==== Supplied records ====

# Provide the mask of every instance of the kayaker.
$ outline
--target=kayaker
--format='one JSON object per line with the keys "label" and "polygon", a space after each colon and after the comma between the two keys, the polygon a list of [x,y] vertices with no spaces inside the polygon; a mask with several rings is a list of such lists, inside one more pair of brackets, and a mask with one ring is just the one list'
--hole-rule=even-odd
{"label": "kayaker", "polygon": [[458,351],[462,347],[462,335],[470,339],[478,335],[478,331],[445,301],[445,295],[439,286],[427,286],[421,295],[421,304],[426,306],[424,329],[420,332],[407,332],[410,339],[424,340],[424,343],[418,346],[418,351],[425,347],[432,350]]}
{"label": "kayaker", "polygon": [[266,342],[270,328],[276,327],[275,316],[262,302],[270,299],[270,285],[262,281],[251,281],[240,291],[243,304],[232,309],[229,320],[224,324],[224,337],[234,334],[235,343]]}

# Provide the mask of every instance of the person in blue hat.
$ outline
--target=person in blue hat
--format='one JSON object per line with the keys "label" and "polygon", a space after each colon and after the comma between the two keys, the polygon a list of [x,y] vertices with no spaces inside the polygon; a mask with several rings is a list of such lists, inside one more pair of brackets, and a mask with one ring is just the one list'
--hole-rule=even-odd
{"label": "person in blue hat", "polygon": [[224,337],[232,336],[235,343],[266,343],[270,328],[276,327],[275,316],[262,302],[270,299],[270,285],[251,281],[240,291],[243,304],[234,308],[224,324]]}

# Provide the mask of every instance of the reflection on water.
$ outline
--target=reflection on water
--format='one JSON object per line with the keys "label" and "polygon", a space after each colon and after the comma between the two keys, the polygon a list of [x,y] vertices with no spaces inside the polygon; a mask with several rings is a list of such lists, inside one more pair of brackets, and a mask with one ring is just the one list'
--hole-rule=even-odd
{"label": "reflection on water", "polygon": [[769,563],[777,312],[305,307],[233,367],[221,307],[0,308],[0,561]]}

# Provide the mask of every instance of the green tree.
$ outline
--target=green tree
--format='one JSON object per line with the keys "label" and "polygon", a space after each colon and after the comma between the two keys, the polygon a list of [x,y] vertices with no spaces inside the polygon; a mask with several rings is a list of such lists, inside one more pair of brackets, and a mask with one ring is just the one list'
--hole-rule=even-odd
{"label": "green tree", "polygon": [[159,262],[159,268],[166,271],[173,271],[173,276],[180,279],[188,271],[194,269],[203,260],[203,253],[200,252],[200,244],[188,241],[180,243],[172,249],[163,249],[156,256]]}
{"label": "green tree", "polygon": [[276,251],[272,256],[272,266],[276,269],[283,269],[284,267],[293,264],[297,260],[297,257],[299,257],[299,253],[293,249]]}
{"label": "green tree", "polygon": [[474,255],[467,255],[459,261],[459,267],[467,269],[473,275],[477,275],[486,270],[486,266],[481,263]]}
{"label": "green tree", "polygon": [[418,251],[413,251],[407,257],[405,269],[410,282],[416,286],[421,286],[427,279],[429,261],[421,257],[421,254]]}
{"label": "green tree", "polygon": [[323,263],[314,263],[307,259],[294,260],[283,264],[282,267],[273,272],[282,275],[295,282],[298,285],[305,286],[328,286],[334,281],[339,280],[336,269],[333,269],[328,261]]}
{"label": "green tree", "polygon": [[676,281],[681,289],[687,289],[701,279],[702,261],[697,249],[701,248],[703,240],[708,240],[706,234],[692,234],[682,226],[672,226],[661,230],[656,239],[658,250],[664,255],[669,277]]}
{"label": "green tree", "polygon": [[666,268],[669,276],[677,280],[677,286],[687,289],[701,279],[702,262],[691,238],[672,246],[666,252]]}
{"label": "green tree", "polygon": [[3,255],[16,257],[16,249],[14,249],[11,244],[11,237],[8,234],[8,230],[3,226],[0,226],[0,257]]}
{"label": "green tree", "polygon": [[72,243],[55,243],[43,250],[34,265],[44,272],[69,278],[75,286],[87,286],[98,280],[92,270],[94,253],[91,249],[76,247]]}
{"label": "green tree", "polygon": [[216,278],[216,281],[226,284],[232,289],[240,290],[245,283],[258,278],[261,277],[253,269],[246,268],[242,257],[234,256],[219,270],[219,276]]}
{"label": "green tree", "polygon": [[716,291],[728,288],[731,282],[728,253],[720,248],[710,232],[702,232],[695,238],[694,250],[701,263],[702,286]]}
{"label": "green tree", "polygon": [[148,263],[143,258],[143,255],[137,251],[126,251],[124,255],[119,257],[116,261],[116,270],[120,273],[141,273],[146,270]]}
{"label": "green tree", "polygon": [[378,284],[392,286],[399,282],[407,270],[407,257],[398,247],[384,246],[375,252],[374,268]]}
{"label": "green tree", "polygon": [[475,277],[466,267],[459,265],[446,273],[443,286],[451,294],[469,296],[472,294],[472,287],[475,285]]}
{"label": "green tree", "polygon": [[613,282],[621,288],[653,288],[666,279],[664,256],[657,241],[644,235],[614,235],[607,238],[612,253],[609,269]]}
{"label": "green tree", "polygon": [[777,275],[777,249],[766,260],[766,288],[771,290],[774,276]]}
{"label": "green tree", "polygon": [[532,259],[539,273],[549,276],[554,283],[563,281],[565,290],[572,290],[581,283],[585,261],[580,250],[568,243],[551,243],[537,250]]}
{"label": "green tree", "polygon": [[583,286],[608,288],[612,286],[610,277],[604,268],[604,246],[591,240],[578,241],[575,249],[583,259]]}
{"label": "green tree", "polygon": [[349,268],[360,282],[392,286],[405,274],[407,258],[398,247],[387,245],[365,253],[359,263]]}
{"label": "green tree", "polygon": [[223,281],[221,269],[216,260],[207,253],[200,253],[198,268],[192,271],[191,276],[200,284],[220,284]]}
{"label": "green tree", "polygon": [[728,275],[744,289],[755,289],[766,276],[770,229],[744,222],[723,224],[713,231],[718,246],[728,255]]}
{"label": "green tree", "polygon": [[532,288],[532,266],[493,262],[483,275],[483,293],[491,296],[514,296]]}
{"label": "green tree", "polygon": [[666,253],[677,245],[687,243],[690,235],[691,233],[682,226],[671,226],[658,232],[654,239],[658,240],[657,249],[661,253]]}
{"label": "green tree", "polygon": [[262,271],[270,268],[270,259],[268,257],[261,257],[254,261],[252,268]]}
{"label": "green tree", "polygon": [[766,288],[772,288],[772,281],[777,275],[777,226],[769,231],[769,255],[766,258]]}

====

_The problem_
The records above need to be retyped in full, exactly as they stand.

_Answer box_
# Provide the mask of every instance of the kayaker.
$ outline
--target=kayaker
--format='one JSON object per line with the keys "label" and "polygon", a space after each colon and after the comma between the two keys, the polygon a list of [x,y] vertices with no spaces inside the polygon; a mask with several rings is a list of such lists, inside one more pair of brackets, and a mask with one ring is just the one list'
--hole-rule=even-odd
{"label": "kayaker", "polygon": [[458,351],[462,347],[462,335],[470,339],[478,335],[478,331],[445,301],[445,295],[439,286],[427,286],[421,295],[421,304],[426,306],[424,329],[420,332],[407,332],[410,339],[424,340],[424,343],[418,346],[418,351],[425,347],[432,350]]}
{"label": "kayaker", "polygon": [[266,342],[270,328],[276,327],[275,316],[262,302],[270,299],[270,285],[262,281],[251,281],[240,291],[243,304],[232,309],[229,320],[224,324],[224,337],[234,334],[235,343]]}

# Provide the mask of every instance of the person in blue hat.
$ outline
--target=person in blue hat
--format='one JSON object per line with the keys "label" and "polygon", a space after each colon and after the comma between the two keys, the polygon a list of [x,y] vertices with no spaces inside the polygon; a mask with several rings is a list of such lists, inside one more pair of brackets, and a mask with one ring is just the one list'
--hole-rule=even-odd
{"label": "person in blue hat", "polygon": [[224,337],[232,336],[235,343],[266,343],[270,328],[276,327],[275,316],[262,302],[270,299],[270,285],[251,281],[240,291],[243,304],[234,308],[224,324]]}

# Provide the mask of every instance of the reflection on water.
$ outline
--target=reflection on water
--format='one JSON object per line with the keys "label" and "polygon", a space after each colon and after the comma between the two keys, the polygon a list of [x,y] vertices with no spaces inside the polygon; a mask with several rings is a list of such lists, inside one more pair of brackets, and a mask with one ring is just the one list'
--hole-rule=even-odd
{"label": "reflection on water", "polygon": [[769,563],[777,312],[305,307],[233,367],[221,307],[0,308],[0,561]]}

# Provide the mask of every instance of the green tree.
$ outline
--target=green tree
--format='one JSON object per line with the keys "label" and "polygon", a space after each colon and after the comma between the two keys, the polygon a list of [x,y] vertices with no spaces inside the polygon; a mask with several rings is a list of such lists, inside one more pair of brackets, and a mask with one ring is just the one list'
--hole-rule=even-odd
{"label": "green tree", "polygon": [[159,262],[159,268],[166,271],[173,271],[173,276],[180,279],[188,271],[194,269],[203,260],[203,253],[200,252],[200,244],[188,241],[180,243],[172,249],[163,249],[156,256]]}
{"label": "green tree", "polygon": [[276,251],[272,256],[272,266],[276,269],[283,269],[284,267],[293,264],[297,260],[297,257],[299,257],[299,253],[293,249]]}
{"label": "green tree", "polygon": [[474,255],[467,255],[459,261],[459,267],[467,269],[473,275],[477,275],[486,270],[486,266],[481,263]]}
{"label": "green tree", "polygon": [[418,251],[413,251],[407,257],[405,269],[410,282],[416,286],[421,286],[427,279],[429,261],[421,257],[421,254]]}
{"label": "green tree", "polygon": [[323,263],[314,263],[307,259],[294,260],[283,264],[282,267],[273,272],[282,275],[295,282],[298,285],[305,286],[328,286],[334,281],[339,280],[336,269],[333,269],[328,261]]}
{"label": "green tree", "polygon": [[676,281],[681,289],[687,289],[701,279],[702,261],[697,249],[701,248],[703,240],[708,240],[706,234],[692,234],[682,226],[672,226],[661,230],[656,239],[658,250],[664,255],[669,277]]}
{"label": "green tree", "polygon": [[666,268],[669,276],[677,280],[677,286],[687,289],[701,279],[702,262],[691,238],[672,246],[666,252]]}
{"label": "green tree", "polygon": [[3,255],[16,257],[16,249],[14,249],[11,244],[11,237],[8,234],[8,230],[3,226],[0,226],[0,257]]}
{"label": "green tree", "polygon": [[72,243],[55,243],[43,250],[34,265],[44,272],[69,278],[75,286],[87,286],[98,280],[92,270],[94,253],[91,249],[76,247]]}
{"label": "green tree", "polygon": [[216,278],[216,281],[226,284],[232,289],[240,290],[245,283],[258,278],[261,277],[253,269],[246,268],[242,257],[234,256],[219,270],[219,276]]}
{"label": "green tree", "polygon": [[716,291],[728,288],[731,282],[728,253],[720,248],[710,232],[702,232],[695,238],[694,250],[701,263],[702,286]]}
{"label": "green tree", "polygon": [[148,263],[143,258],[143,255],[137,251],[126,251],[124,255],[119,257],[116,261],[116,270],[120,273],[141,273],[146,270]]}
{"label": "green tree", "polygon": [[378,284],[392,286],[399,282],[407,270],[407,257],[398,247],[384,246],[375,252],[374,268]]}
{"label": "green tree", "polygon": [[475,277],[466,267],[459,265],[446,273],[443,286],[451,294],[469,296],[472,294],[472,287],[475,285]]}
{"label": "green tree", "polygon": [[613,282],[621,288],[653,288],[666,279],[664,256],[657,241],[644,235],[614,235],[607,238],[612,253],[609,269]]}
{"label": "green tree", "polygon": [[777,275],[777,249],[766,260],[766,288],[771,290],[774,276]]}
{"label": "green tree", "polygon": [[532,259],[539,273],[549,276],[554,283],[563,281],[565,290],[572,290],[581,283],[585,261],[580,250],[568,243],[551,243],[537,250]]}
{"label": "green tree", "polygon": [[583,286],[608,288],[612,286],[610,277],[604,268],[604,246],[591,240],[578,241],[575,249],[583,259]]}
{"label": "green tree", "polygon": [[349,268],[360,282],[392,286],[405,274],[407,258],[398,247],[387,245],[365,253],[359,263]]}
{"label": "green tree", "polygon": [[223,281],[221,269],[216,260],[207,253],[200,253],[198,268],[192,271],[191,276],[200,284],[220,284]]}
{"label": "green tree", "polygon": [[728,275],[744,289],[755,289],[766,276],[770,229],[744,222],[723,224],[713,231],[718,246],[728,255]]}
{"label": "green tree", "polygon": [[532,288],[532,266],[493,262],[483,275],[483,293],[491,296],[514,296]]}
{"label": "green tree", "polygon": [[666,253],[677,245],[687,243],[690,235],[691,233],[682,226],[671,226],[658,232],[654,239],[658,240],[657,249],[661,253]]}
{"label": "green tree", "polygon": [[262,271],[270,268],[270,259],[268,257],[261,257],[254,261],[252,268]]}
{"label": "green tree", "polygon": [[766,288],[772,288],[772,281],[777,275],[777,226],[769,231],[769,255],[766,258]]}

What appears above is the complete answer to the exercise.